▶ PROBLEM DESCRIPTION:
Arrange the lines from the one containing "apartment tower as a single point per instance." through the end of the items as a JSON list of strings, one string per line, with blank lines skipped. Leave the pictures out of the list.

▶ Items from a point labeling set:
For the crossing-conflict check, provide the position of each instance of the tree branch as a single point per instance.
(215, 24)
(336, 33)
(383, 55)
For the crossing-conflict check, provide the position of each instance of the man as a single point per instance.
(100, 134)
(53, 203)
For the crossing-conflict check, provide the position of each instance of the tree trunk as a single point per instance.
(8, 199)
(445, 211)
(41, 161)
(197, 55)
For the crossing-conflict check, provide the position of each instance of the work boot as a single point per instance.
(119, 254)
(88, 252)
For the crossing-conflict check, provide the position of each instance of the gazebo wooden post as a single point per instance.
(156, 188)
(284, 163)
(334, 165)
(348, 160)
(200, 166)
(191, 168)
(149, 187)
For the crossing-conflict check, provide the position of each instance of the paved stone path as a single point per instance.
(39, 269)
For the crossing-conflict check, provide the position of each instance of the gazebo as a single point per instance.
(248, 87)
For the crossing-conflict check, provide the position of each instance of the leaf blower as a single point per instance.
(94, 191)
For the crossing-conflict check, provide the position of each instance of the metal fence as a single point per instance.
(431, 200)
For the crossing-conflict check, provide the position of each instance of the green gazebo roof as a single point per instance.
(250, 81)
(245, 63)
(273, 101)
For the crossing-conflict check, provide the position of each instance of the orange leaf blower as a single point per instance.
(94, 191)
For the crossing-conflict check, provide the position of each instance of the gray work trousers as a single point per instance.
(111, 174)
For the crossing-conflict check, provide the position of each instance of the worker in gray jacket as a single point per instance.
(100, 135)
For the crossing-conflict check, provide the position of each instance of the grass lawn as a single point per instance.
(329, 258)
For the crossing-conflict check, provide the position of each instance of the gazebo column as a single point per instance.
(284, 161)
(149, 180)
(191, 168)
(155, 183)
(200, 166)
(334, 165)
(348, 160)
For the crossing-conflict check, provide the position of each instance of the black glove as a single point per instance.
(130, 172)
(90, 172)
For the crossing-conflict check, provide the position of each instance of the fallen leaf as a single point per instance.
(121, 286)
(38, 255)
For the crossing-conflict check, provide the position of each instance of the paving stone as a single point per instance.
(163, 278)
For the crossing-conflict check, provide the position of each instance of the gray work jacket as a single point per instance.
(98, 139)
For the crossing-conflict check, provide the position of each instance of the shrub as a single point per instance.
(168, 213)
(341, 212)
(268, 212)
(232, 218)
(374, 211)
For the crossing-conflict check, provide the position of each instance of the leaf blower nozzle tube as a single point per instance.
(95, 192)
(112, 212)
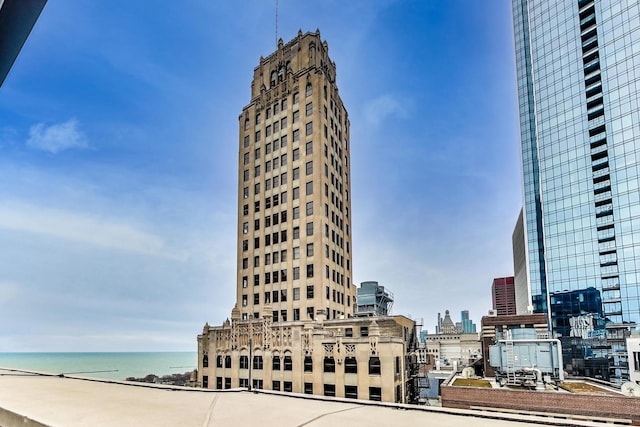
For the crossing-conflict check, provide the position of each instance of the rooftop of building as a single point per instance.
(36, 399)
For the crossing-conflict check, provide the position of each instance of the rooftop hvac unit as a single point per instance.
(630, 389)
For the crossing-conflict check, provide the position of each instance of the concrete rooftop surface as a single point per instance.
(32, 399)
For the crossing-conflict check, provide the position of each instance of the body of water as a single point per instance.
(104, 365)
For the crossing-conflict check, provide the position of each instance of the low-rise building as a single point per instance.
(360, 358)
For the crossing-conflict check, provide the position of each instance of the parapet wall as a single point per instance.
(598, 406)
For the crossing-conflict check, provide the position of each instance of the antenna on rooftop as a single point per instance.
(276, 23)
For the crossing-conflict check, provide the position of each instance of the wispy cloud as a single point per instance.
(84, 228)
(378, 109)
(56, 137)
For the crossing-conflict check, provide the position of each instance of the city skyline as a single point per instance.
(115, 170)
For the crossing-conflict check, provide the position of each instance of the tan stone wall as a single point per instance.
(315, 339)
(282, 78)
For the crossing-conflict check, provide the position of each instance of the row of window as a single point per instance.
(350, 391)
(331, 314)
(286, 363)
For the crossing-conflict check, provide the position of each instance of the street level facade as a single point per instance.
(578, 71)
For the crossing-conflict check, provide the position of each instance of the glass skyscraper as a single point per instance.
(578, 72)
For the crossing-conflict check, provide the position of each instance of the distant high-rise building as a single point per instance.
(520, 283)
(294, 187)
(578, 67)
(504, 296)
(467, 325)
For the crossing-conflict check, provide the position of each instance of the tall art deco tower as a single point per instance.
(578, 69)
(294, 205)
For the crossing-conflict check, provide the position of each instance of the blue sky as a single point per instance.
(118, 156)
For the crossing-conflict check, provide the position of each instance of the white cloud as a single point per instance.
(84, 228)
(379, 109)
(57, 137)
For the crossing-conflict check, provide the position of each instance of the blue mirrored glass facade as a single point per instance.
(578, 73)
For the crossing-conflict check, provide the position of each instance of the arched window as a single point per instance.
(329, 364)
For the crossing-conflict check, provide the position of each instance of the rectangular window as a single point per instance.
(309, 271)
(308, 388)
(257, 362)
(308, 364)
(329, 364)
(351, 391)
(350, 365)
(244, 362)
(329, 389)
(374, 365)
(288, 363)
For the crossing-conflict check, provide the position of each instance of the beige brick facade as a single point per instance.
(292, 327)
(294, 198)
(363, 358)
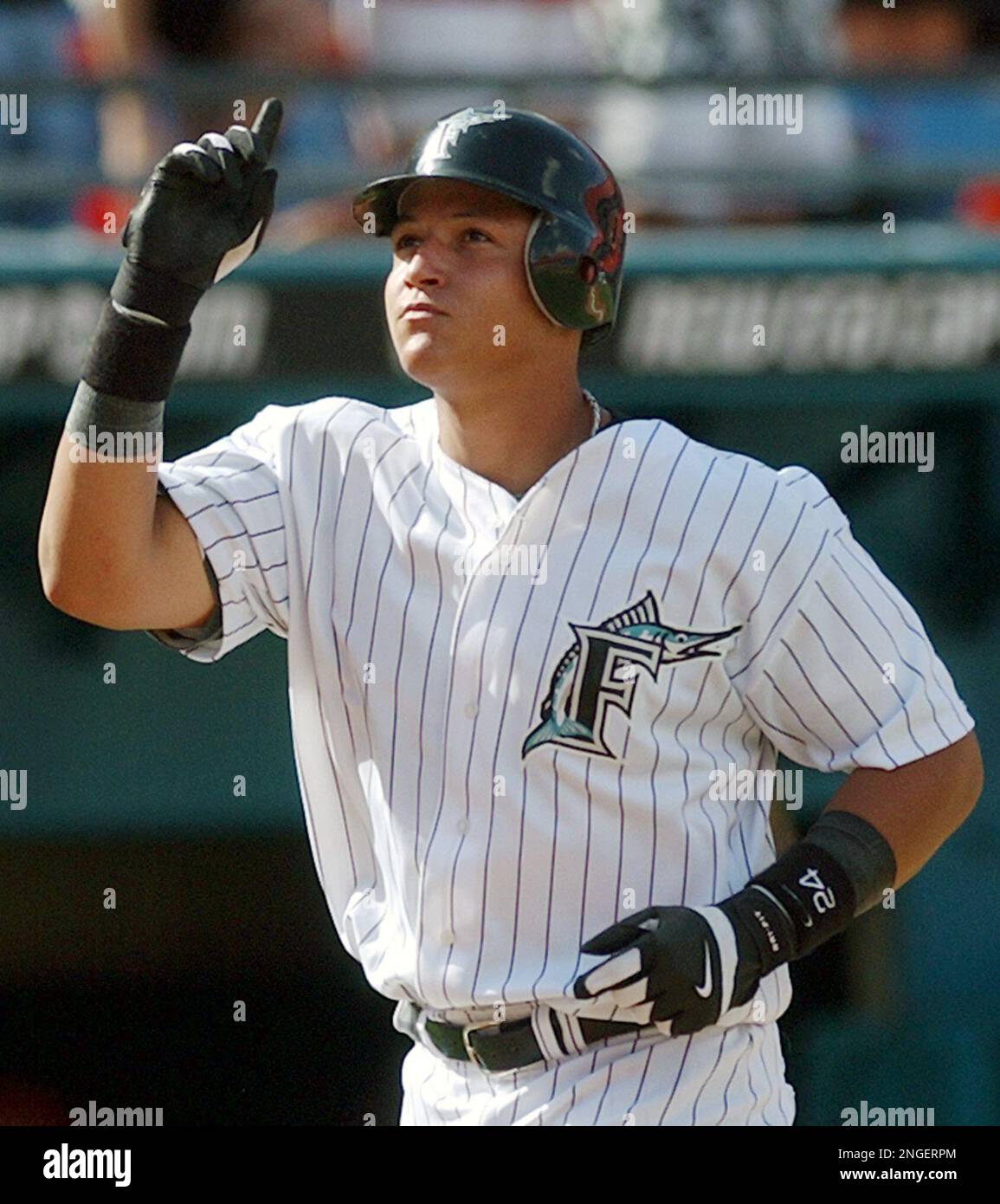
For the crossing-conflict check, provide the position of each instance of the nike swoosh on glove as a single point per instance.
(676, 967)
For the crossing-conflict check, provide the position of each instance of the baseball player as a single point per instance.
(527, 638)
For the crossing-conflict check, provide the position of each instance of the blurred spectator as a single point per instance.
(138, 126)
(479, 37)
(952, 123)
(645, 130)
(36, 37)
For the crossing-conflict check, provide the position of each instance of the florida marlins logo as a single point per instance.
(601, 669)
(450, 129)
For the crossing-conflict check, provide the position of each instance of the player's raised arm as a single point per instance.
(112, 552)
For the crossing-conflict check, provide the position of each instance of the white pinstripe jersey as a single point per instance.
(506, 713)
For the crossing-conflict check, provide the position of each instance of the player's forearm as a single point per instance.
(96, 528)
(919, 806)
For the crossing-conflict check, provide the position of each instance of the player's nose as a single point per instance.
(425, 266)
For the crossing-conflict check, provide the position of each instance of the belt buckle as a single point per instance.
(472, 1055)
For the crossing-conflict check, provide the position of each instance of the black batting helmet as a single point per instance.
(576, 247)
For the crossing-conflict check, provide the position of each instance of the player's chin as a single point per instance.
(422, 347)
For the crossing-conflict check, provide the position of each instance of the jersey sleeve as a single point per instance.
(230, 494)
(842, 675)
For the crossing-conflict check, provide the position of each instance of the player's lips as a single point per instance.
(423, 309)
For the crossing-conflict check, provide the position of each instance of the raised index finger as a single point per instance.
(266, 124)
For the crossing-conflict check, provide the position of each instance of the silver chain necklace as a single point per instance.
(595, 411)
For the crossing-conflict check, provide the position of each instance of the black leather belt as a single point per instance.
(511, 1044)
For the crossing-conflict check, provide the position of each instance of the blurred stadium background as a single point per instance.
(868, 246)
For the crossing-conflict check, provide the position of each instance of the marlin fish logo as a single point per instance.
(448, 132)
(599, 670)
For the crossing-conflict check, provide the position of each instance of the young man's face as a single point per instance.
(460, 249)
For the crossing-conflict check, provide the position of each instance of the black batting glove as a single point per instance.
(201, 213)
(680, 968)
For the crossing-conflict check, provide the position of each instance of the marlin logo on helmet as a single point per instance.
(449, 129)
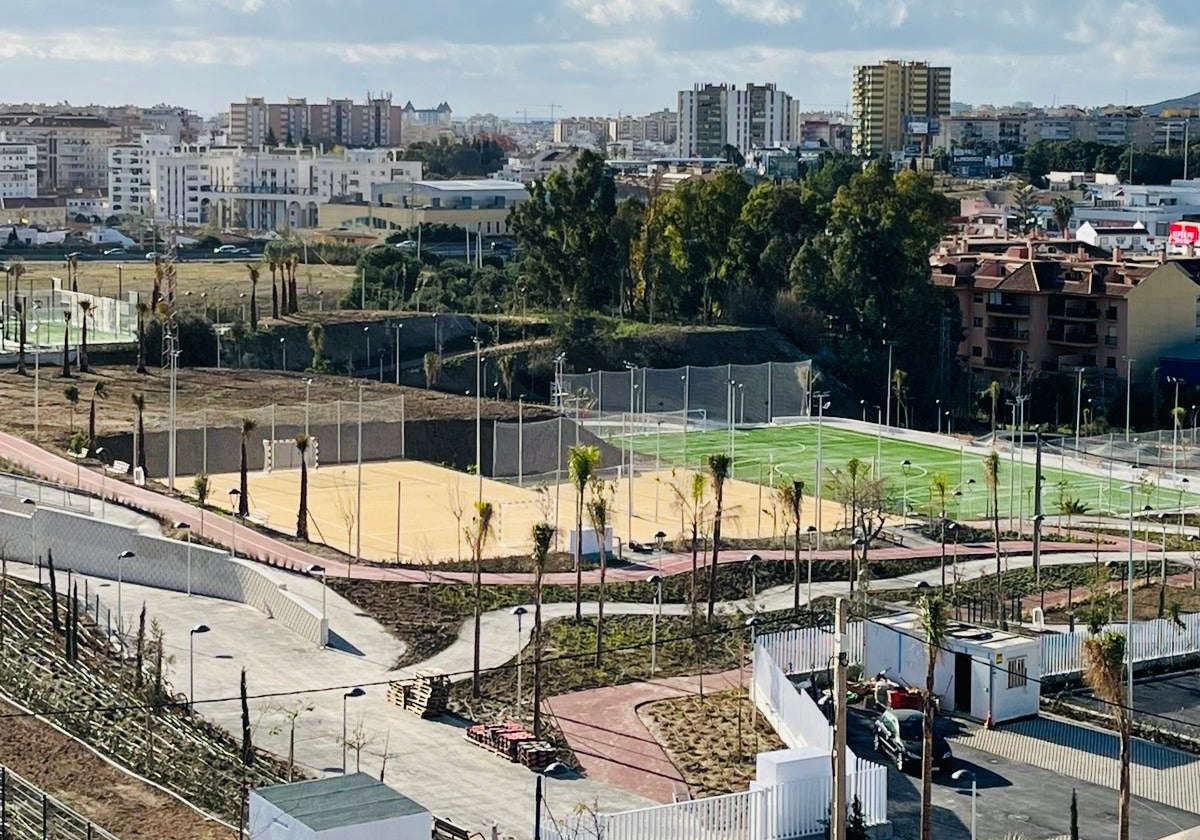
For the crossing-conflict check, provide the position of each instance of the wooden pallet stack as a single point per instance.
(513, 742)
(426, 695)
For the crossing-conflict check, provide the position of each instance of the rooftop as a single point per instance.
(336, 802)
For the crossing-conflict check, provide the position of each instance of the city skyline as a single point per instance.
(587, 57)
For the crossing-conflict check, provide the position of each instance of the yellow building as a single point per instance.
(897, 105)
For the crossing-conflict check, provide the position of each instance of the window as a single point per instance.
(1018, 676)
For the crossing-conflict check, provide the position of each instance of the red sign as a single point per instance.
(1185, 233)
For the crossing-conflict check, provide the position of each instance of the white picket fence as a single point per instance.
(1150, 641)
(779, 813)
(808, 649)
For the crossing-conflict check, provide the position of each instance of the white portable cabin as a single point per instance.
(981, 672)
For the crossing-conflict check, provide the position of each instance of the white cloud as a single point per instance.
(766, 11)
(612, 12)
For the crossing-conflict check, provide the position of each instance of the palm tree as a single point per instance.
(1062, 209)
(275, 291)
(791, 496)
(19, 306)
(719, 467)
(543, 533)
(139, 437)
(993, 394)
(66, 343)
(247, 426)
(598, 515)
(1103, 671)
(253, 297)
(143, 310)
(303, 514)
(85, 307)
(991, 475)
(477, 534)
(100, 393)
(581, 466)
(933, 622)
(72, 394)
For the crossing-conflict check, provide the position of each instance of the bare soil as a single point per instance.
(712, 741)
(118, 803)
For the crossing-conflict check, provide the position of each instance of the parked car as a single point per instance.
(899, 736)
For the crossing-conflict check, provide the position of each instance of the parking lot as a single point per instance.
(1012, 798)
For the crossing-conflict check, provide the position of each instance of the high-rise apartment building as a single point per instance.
(715, 115)
(898, 105)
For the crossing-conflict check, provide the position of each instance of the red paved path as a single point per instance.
(256, 544)
(611, 742)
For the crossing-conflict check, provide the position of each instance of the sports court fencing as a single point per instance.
(744, 394)
(28, 813)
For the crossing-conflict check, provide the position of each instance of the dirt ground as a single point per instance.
(702, 738)
(112, 799)
(221, 281)
(223, 393)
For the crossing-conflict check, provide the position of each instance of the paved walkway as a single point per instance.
(611, 741)
(1158, 773)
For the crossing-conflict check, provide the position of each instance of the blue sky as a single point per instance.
(588, 57)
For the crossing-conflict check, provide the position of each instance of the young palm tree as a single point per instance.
(1103, 671)
(477, 534)
(139, 437)
(99, 393)
(66, 343)
(85, 307)
(581, 466)
(543, 534)
(1061, 210)
(933, 622)
(72, 394)
(719, 467)
(275, 289)
(991, 475)
(143, 310)
(19, 306)
(253, 297)
(247, 427)
(598, 515)
(791, 496)
(303, 514)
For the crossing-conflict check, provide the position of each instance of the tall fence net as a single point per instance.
(748, 394)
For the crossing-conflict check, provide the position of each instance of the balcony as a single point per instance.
(1073, 336)
(1011, 309)
(1007, 334)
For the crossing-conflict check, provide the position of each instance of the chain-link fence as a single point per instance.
(28, 813)
(744, 394)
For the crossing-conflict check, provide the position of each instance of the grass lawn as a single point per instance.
(773, 454)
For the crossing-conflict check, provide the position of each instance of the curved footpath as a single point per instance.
(256, 544)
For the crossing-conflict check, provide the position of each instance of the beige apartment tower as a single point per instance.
(898, 105)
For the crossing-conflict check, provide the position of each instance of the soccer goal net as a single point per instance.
(285, 455)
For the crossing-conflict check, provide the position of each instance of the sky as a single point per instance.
(586, 57)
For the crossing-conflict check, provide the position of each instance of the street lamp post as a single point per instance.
(187, 529)
(352, 693)
(120, 615)
(191, 664)
(520, 612)
(657, 580)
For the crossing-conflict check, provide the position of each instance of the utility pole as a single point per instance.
(838, 816)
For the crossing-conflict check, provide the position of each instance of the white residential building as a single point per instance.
(257, 189)
(129, 173)
(18, 169)
(714, 115)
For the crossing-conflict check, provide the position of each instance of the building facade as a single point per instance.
(265, 190)
(898, 105)
(72, 150)
(714, 115)
(18, 169)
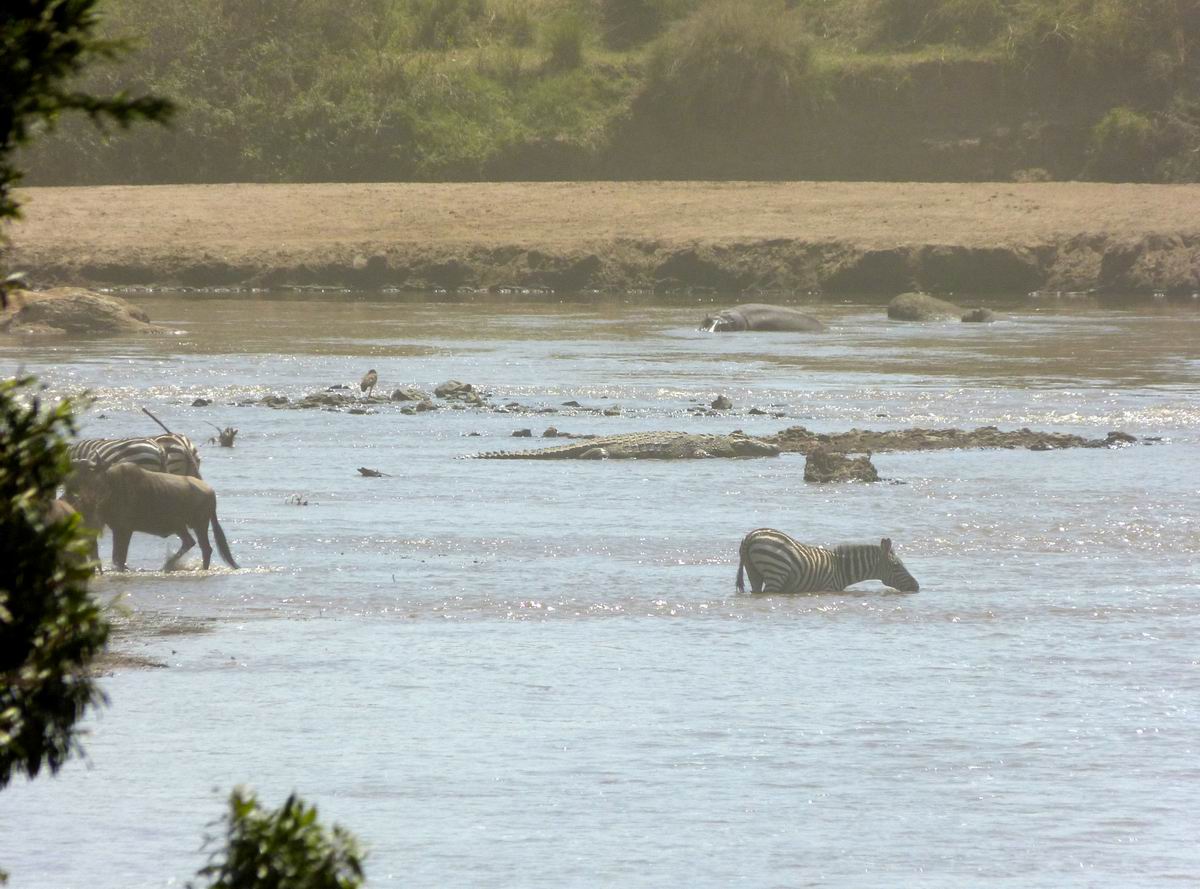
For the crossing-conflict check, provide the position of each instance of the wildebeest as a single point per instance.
(129, 498)
(369, 382)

▶ OUTPUT FOR THIS TASK:
[
  "For the crossing-conflict check, provide the position of each instance of the beige apartment tower as a single point per instance.",
  "(898, 105)",
  "For the crossing-conflict check, provide the position of each instance of the soccer goal net as a single point per instance.",
  "(285, 455)",
  "For the crossing-conflict check, provide the position of each instance of the sky as a single point per instance.",
  "(586, 57)",
  "For the crossing-conflict check, provide the position of each instance of the street lamp post as a single point per instance.",
  "(187, 529)",
  "(352, 693)",
  "(120, 615)",
  "(191, 664)",
  "(520, 612)",
  "(657, 580)",
  "For the crossing-conflict check, provide the position of each instance of the utility pole as a single point per instance.",
  "(838, 816)",
  "For the crossing-conflict check, provide the position of each instance of the white residential building as a single point per instance.",
  "(257, 189)",
  "(129, 173)",
  "(18, 169)",
  "(714, 115)",
  "For the crossing-conflict check, provide the position of each instance of the building facade as a single point per instance.",
  "(265, 190)",
  "(898, 105)",
  "(72, 150)",
  "(714, 115)",
  "(18, 169)",
  "For the crossing-conflict check, provide the position of each instance of the wildebeest as a single point per instance.",
  "(129, 498)",
  "(369, 382)"
]